WORK INSTRUCTION
Extract all of the entries and set them down verbatim.

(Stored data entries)
=======
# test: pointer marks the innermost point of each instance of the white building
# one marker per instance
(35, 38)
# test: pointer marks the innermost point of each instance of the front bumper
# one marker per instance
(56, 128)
=======
FINAL ANSWER
# test: pointer marks the innermost point of each instance of the white building
# one marker per instance
(35, 38)
# test: pointer marks the innermost point of each instance of the front bumper
# one marker per instance
(56, 128)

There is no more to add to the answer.